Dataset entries
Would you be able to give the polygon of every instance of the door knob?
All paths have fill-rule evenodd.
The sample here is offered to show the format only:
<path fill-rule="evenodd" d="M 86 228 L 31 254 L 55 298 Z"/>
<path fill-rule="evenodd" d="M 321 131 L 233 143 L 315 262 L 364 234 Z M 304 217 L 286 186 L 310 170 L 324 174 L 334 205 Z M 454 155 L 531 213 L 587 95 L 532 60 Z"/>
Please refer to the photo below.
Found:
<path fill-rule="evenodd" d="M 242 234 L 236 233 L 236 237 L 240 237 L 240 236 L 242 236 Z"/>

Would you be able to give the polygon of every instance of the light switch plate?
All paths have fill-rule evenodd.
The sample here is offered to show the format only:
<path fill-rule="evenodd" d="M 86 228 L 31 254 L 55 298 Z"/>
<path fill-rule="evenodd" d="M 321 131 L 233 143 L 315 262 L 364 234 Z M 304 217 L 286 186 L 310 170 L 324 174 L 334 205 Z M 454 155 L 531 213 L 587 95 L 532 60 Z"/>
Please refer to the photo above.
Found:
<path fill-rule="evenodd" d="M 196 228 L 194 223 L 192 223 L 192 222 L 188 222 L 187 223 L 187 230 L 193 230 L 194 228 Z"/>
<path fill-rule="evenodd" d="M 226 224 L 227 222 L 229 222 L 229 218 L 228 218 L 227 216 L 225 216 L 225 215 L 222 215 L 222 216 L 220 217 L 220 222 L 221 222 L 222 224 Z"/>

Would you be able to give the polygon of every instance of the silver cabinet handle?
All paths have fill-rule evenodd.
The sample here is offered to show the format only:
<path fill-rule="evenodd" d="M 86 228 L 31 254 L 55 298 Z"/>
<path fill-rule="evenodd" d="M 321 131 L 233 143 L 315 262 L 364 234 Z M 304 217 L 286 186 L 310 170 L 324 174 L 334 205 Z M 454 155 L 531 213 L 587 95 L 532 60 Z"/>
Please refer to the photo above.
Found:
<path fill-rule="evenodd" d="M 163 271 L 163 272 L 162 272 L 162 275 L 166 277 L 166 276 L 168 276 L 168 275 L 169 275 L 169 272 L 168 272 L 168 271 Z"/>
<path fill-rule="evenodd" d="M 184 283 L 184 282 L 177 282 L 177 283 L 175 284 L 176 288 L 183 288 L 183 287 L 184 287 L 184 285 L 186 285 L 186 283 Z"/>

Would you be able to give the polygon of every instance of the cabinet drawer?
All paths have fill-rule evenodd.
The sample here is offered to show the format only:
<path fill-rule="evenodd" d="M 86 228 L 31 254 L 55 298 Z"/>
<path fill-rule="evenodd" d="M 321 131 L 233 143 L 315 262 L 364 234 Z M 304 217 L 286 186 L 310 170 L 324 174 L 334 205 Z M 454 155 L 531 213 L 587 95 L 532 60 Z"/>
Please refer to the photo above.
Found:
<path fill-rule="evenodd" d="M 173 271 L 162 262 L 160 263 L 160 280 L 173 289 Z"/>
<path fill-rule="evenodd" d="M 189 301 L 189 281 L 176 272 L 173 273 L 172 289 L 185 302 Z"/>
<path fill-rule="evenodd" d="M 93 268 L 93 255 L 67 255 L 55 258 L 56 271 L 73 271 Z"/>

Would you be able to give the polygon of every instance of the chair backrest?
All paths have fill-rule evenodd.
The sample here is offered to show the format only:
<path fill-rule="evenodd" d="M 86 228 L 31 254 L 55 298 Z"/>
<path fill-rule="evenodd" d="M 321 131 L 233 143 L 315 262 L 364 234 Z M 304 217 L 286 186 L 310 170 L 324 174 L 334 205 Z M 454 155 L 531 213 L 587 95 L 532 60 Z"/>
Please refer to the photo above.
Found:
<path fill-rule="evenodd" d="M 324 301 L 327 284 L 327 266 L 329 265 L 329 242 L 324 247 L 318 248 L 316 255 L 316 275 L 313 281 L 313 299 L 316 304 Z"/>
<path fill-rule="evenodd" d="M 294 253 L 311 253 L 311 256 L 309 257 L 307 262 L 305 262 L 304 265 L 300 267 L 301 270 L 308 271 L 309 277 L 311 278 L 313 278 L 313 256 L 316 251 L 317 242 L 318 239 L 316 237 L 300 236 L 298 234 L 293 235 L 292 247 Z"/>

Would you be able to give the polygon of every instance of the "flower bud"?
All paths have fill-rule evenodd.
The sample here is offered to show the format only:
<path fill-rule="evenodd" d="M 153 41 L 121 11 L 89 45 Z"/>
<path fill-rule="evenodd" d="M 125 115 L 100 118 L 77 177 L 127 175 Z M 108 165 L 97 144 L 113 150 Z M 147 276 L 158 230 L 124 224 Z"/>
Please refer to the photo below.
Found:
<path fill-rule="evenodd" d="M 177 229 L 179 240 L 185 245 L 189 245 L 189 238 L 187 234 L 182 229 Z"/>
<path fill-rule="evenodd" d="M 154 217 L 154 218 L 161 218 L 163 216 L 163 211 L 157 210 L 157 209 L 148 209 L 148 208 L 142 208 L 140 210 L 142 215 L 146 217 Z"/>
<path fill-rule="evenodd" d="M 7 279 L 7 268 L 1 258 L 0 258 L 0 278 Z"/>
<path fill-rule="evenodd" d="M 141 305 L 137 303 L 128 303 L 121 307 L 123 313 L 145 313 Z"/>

#### [YOUR INSTRUCTIONS]
Reproduce all the data exactly. Include every line.

#### [SOLUTION BELOW]
Would you be able to give the polygon of every instance of the door knob?
All paths have fill-rule evenodd.
The sample here is offered to show the format only:
<path fill-rule="evenodd" d="M 86 228 L 31 254 L 55 298 Z"/>
<path fill-rule="evenodd" d="M 321 131 L 233 143 L 315 262 L 364 234 Z M 304 217 L 286 186 L 310 170 L 324 174 L 334 205 Z M 454 155 L 531 213 L 587 95 L 532 60 Z"/>
Please refer to the photo below.
Found:
<path fill-rule="evenodd" d="M 242 234 L 236 233 L 236 237 L 240 237 L 240 236 L 242 236 Z"/>

Would you be able to give the polygon of every instance of the light switch plate?
All paths have fill-rule evenodd.
The sample here is offered to show the format only:
<path fill-rule="evenodd" d="M 86 228 L 31 254 L 55 298 Z"/>
<path fill-rule="evenodd" d="M 321 131 L 233 143 L 315 262 L 364 234 Z M 304 217 L 286 186 L 310 170 L 324 174 L 334 205 Z M 454 155 L 531 213 L 587 95 L 532 60 Z"/>
Please refer to the photo above.
Found:
<path fill-rule="evenodd" d="M 196 228 L 194 223 L 192 223 L 192 222 L 188 222 L 187 223 L 187 230 L 193 230 L 194 228 Z"/>
<path fill-rule="evenodd" d="M 226 224 L 227 222 L 229 222 L 229 218 L 228 218 L 227 216 L 225 216 L 225 215 L 222 215 L 222 216 L 220 217 L 220 222 L 221 222 L 222 224 Z"/>

Would you be able to give the polygon of every instance of the silver cabinet handle?
All paths have fill-rule evenodd.
The sample here is offered to show the format only:
<path fill-rule="evenodd" d="M 86 228 L 31 254 L 55 298 Z"/>
<path fill-rule="evenodd" d="M 321 131 L 233 143 L 315 262 L 364 234 Z M 304 217 L 286 186 L 310 170 L 324 174 L 334 205 Z M 454 155 L 531 213 L 587 95 L 532 60 Z"/>
Please refer to the photo above.
Found:
<path fill-rule="evenodd" d="M 163 271 L 163 272 L 162 272 L 162 275 L 166 277 L 166 276 L 168 276 L 168 275 L 169 275 L 169 272 L 168 272 L 168 271 Z"/>
<path fill-rule="evenodd" d="M 184 283 L 184 282 L 177 282 L 177 283 L 175 284 L 176 288 L 183 288 L 183 287 L 184 287 L 184 285 L 186 285 L 186 283 Z"/>

Would you be able to give the polygon of every instance of the cabinet drawer?
All paths have fill-rule evenodd.
The sample here is offered to show the format only:
<path fill-rule="evenodd" d="M 86 228 L 31 254 L 55 298 Z"/>
<path fill-rule="evenodd" d="M 321 131 L 233 143 L 315 262 L 364 234 Z M 304 217 L 286 186 L 310 170 L 324 174 L 334 205 Z M 454 155 L 531 213 L 587 95 L 532 60 Z"/>
Please refer to the photo above.
Found:
<path fill-rule="evenodd" d="M 173 271 L 162 262 L 160 263 L 160 280 L 173 289 Z"/>
<path fill-rule="evenodd" d="M 189 301 L 189 281 L 176 272 L 173 273 L 172 289 L 185 302 Z"/>
<path fill-rule="evenodd" d="M 93 268 L 93 255 L 67 255 L 55 258 L 56 271 L 73 271 Z"/>

Would you be able to give the polygon of every instance of the chair backrest?
All paths have fill-rule evenodd.
The sample here is offered to show the format only:
<path fill-rule="evenodd" d="M 86 228 L 31 254 L 55 298 Z"/>
<path fill-rule="evenodd" d="M 321 131 L 233 143 L 315 262 L 364 234 Z M 304 217 L 286 186 L 310 170 L 324 174 L 334 205 Z M 454 155 L 531 213 L 587 95 L 532 60 Z"/>
Please refer to the photo above.
Found:
<path fill-rule="evenodd" d="M 324 301 L 327 284 L 327 266 L 329 265 L 329 242 L 324 247 L 318 248 L 316 255 L 316 275 L 313 281 L 313 299 L 316 304 Z"/>
<path fill-rule="evenodd" d="M 294 253 L 311 253 L 311 256 L 309 257 L 307 262 L 305 262 L 304 265 L 300 267 L 301 270 L 308 271 L 309 277 L 311 278 L 313 278 L 313 256 L 316 251 L 317 242 L 318 239 L 316 237 L 300 236 L 298 234 L 293 235 L 292 247 Z"/>

Would you be able to give the polygon of every instance of the "flower bud"?
All paths have fill-rule evenodd.
The sample here is offered to show the format only:
<path fill-rule="evenodd" d="M 153 41 L 121 11 L 89 45 Z"/>
<path fill-rule="evenodd" d="M 125 115 L 100 118 L 77 177 L 127 175 Z M 108 165 L 97 144 L 113 150 Z M 147 276 L 158 230 L 124 224 Z"/>
Please refer to the photo below.
Found:
<path fill-rule="evenodd" d="M 177 229 L 179 240 L 185 245 L 189 245 L 189 238 L 187 234 L 182 229 Z"/>
<path fill-rule="evenodd" d="M 154 217 L 154 218 L 161 218 L 163 216 L 163 211 L 157 210 L 157 209 L 148 209 L 148 208 L 142 208 L 140 210 L 142 215 L 146 217 Z"/>
<path fill-rule="evenodd" d="M 7 279 L 7 268 L 1 258 L 0 258 L 0 278 Z"/>
<path fill-rule="evenodd" d="M 141 305 L 137 303 L 128 303 L 121 307 L 123 313 L 145 313 Z"/>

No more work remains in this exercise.